(Stored items)
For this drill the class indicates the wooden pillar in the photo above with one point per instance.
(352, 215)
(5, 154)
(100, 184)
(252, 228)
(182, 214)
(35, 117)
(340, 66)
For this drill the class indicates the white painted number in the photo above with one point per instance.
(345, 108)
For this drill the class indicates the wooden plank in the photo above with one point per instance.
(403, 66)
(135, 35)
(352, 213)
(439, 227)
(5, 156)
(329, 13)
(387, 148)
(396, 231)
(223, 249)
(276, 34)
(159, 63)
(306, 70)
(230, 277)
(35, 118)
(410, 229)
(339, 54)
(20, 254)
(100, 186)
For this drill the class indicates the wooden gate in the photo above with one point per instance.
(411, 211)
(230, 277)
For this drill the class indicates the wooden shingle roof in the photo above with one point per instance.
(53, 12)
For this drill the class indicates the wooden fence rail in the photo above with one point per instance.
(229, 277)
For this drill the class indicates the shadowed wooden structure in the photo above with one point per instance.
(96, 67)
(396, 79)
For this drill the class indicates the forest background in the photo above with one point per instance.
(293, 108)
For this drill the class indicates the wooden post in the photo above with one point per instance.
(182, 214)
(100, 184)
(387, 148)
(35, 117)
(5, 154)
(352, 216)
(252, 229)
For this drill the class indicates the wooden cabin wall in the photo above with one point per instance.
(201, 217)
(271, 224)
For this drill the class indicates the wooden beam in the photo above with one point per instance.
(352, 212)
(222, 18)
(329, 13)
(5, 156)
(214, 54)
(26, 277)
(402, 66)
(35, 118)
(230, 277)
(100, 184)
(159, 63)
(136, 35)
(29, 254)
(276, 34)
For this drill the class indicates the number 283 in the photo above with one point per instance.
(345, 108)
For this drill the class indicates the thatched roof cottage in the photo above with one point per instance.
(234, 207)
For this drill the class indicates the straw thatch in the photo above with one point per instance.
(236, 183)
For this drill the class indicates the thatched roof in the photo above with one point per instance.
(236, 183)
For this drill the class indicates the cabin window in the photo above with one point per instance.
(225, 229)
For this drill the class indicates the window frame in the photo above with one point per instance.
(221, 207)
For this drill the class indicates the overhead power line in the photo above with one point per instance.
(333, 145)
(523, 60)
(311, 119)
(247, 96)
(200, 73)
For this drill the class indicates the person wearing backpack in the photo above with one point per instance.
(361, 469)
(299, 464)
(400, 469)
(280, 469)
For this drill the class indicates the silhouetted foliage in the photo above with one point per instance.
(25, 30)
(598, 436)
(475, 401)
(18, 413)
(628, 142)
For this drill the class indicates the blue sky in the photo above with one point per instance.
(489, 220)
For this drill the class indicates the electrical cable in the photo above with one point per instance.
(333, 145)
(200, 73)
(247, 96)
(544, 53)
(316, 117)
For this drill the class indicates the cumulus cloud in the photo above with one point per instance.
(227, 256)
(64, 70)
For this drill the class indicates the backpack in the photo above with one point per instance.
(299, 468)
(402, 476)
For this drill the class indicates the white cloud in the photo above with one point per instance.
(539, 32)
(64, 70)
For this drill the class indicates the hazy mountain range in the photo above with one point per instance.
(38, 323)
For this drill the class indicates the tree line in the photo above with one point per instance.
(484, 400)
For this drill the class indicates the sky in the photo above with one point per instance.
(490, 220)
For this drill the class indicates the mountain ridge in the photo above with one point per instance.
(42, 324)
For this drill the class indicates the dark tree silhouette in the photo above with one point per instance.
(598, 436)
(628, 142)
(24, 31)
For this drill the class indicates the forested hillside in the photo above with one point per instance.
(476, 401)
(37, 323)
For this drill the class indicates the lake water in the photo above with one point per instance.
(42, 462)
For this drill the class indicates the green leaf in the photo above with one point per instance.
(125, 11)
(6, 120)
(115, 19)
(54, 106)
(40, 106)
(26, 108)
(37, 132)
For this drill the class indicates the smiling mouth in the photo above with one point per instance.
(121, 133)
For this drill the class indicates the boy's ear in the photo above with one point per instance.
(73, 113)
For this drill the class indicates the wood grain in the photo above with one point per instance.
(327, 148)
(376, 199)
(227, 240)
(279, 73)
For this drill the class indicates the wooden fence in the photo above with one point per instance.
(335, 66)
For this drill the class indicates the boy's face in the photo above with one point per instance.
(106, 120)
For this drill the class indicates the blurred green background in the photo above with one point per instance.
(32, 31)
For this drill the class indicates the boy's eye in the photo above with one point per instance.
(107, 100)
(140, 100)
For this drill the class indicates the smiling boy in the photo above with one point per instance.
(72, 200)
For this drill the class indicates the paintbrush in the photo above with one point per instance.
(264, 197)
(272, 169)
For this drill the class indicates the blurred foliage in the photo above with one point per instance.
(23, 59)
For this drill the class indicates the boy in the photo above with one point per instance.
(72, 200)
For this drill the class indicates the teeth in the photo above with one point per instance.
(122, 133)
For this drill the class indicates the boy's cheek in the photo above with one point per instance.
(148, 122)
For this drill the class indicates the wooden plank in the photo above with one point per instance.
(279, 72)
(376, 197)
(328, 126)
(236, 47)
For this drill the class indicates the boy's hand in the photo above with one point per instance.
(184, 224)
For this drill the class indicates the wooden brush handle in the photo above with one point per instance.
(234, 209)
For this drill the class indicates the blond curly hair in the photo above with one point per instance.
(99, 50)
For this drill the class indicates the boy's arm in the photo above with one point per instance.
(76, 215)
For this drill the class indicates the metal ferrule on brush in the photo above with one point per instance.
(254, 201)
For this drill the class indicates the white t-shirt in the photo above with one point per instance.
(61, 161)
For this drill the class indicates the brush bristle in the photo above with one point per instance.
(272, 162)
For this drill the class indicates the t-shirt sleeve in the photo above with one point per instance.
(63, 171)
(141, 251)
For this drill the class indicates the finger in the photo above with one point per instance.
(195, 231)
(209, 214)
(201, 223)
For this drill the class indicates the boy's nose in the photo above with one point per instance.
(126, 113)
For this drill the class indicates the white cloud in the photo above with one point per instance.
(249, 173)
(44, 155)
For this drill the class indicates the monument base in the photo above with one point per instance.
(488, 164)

### Short exercise:
Copy out each item above, substituting "exercise" for every occurrence of "drill" and keeping everything else the same.

### Solution:
For this exercise the class indicates the wooden pillar in the photo above with one point per instance.
(352, 215)
(5, 154)
(100, 184)
(252, 228)
(182, 214)
(35, 117)
(340, 66)
For this exercise the class indicates the white painted number in the photo above with one point per instance.
(345, 108)
For this exercise the class indicates the wooden plank in the photo above with one point per instance.
(403, 66)
(135, 35)
(352, 213)
(439, 227)
(5, 156)
(329, 13)
(387, 148)
(396, 231)
(223, 249)
(276, 34)
(159, 63)
(306, 70)
(230, 277)
(35, 118)
(410, 229)
(339, 54)
(20, 254)
(100, 186)
For this exercise the class indicates the wooden gate in the photo above with one point per instance.
(411, 211)
(230, 277)
For this exercise the class indicates the wooden shingle roof in the photo above with one point per instance.
(53, 12)
For this exercise the class indicates the wooden fence rail in the photo above with one point per instance.
(229, 277)
For this exercise the class indicates the shadowed wooden structure in the photo above with one point per instance.
(96, 67)
(396, 79)
For this exercise the class indicates the forest background in the photo above with one point per instance.
(293, 108)
For this exercise the class indicates the wooden post in the photo above with one point per instance.
(182, 214)
(100, 184)
(387, 148)
(35, 117)
(5, 154)
(352, 216)
(252, 229)
For this exercise the class indicates the wooden cabin wall in the photo above with one point per instance.
(201, 217)
(271, 224)
For this exercise the class indicates the wooden beam in the photo above with one point per instance.
(352, 212)
(222, 18)
(329, 13)
(5, 156)
(214, 54)
(26, 277)
(402, 66)
(35, 118)
(230, 277)
(100, 184)
(159, 63)
(136, 35)
(29, 254)
(276, 34)
For this exercise the class indicates the number 283 in the photo above with one point per instance.
(345, 108)
For this exercise the class indicates the thatched roof cottage in the photo above with one point per instance.
(234, 207)
For this exercise the class indicates the straw thatch in the photo above with one point per instance.
(236, 183)
For this exercise the class indicates the thatched roof in the photo above with one point per instance.
(236, 183)
For this exercise the class indicates the cabin window in the photo above with one point per instance.
(225, 229)
For this exercise the class indicates the window frame in the photo above with one point per instance.
(221, 207)
For this exercise the class indicates the overhead power line in the photo above with one point per instance.
(333, 145)
(523, 60)
(311, 119)
(247, 96)
(200, 73)
For this exercise the class indicates the person wearing backpack in the photo above with one point per instance.
(361, 469)
(299, 464)
(400, 469)
(280, 469)
For this exercise the class indicates the silhouetted foliage in the photo above with one point per instance.
(25, 30)
(598, 436)
(475, 401)
(18, 413)
(628, 142)
For this exercise the class indicates the blue sky in the photo above with one point per instance.
(489, 220)
For this exercise the class indicates the electrical cable in the photo above with one point per instance.
(333, 145)
(200, 73)
(247, 96)
(544, 53)
(316, 117)
For this exercise the class indicates the cumulus cloud in the photo above with one point per instance.
(227, 256)
(64, 70)
For this exercise the class indicates the backpack in the photo above with one point per instance.
(299, 468)
(402, 476)
For this exercise the class indicates the white cloud in the photo above with one point per instance.
(539, 32)
(64, 70)
For this exercise the class indicates the hazy mountain range in the photo above with one point per instance.
(38, 323)
For this exercise the class indicates the tree line in the photo above with one point per instance.
(484, 400)
For this exercise the class indicates the sky in the photo above with one point per instance.
(490, 220)
For this exercise the class indicates the mountain ridge in the photo above with one point per instance.
(42, 324)
For this exercise the class indicates the dark tree silhouette in the photo above with one point per instance.
(598, 436)
(628, 142)
(24, 31)
For this exercise the class indicates the forested hillside in the photo above with one point per instance.
(476, 401)
(37, 323)
For this exercise the class indicates the lake water in the photo above with one point per instance.
(42, 462)
For this exercise the class indicates the green leaf in the photo above with one point per instance.
(125, 11)
(6, 120)
(115, 19)
(54, 106)
(40, 106)
(26, 108)
(37, 132)
For this exercise the class indicates the smiling mouth in the photo above with one point per instance.
(121, 133)
For this exercise the class indicates the boy's ear in the photo above with one point per instance.
(73, 113)
For this exercise the class indicates the wood grain in the photo above with one point per instance.
(327, 148)
(376, 199)
(227, 240)
(279, 73)
For this exercise the class indicates the wooden fence in the photo above with one point per instance.
(335, 66)
For this exercise the class indicates the boy's face in the photo above with one point per instance.
(106, 120)
For this exercise the class indicates the blurred green background in the photo above with one point per instance.
(32, 31)
For this exercise the class indicates the boy's eye in the photo above with one point per instance.
(107, 100)
(140, 100)
For this exercise the class indicates the smiling boy in the photo above with one point per instance.
(72, 200)
For this exercise the class indicates the paintbrush in the photo above with one point per instance.
(264, 197)
(272, 169)
For this exercise the class indicates the blurred foliage in the photo above with one point per instance.
(23, 59)
For this exercise the class indicates the boy in the photo above with one point per instance.
(72, 200)
For this exercise the class indicates the teeth in the photo above with one point per instance.
(122, 133)
For this exercise the class indicates the boy's cheek in the photo above with one point per instance.
(148, 122)
For this exercise the class indicates the wooden plank in the photo above with one point per instance.
(279, 72)
(376, 197)
(328, 126)
(236, 47)
For this exercise the class indicates the boy's hand in the photo above with one point per instance.
(184, 224)
For this exercise the class indicates the wooden brush handle in the photo above with one point per instance.
(234, 209)
For this exercise the class indicates the blond curly hair in the photo above with one point per instance.
(99, 50)
For this exercise the class indicates the boy's arm in the photo above with one point per instance.
(76, 215)
For this exercise the class indicates the metal ferrule on brush in the photo above with one point per instance.
(254, 201)
For this exercise the class indicates the white t-shirt in the photo above with one point per instance.
(61, 161)
For this exercise the class indicates the brush bristle in the photo above with one point per instance.
(272, 162)
For this exercise the class indicates the t-shirt sleeve in the photo above with one point per instance.
(63, 171)
(141, 251)
For this exercise the class indicates the finger in the photo above with one point per instance.
(195, 231)
(209, 214)
(201, 223)
For this exercise the class indicates the boy's nose in the photo above with one point per instance.
(126, 113)
For this exercise the class indicates the white cloud in the photo above with one point per instance.
(249, 173)
(44, 155)
For this exercise the class indicates the monument base in the photo above with one point per instance.
(488, 164)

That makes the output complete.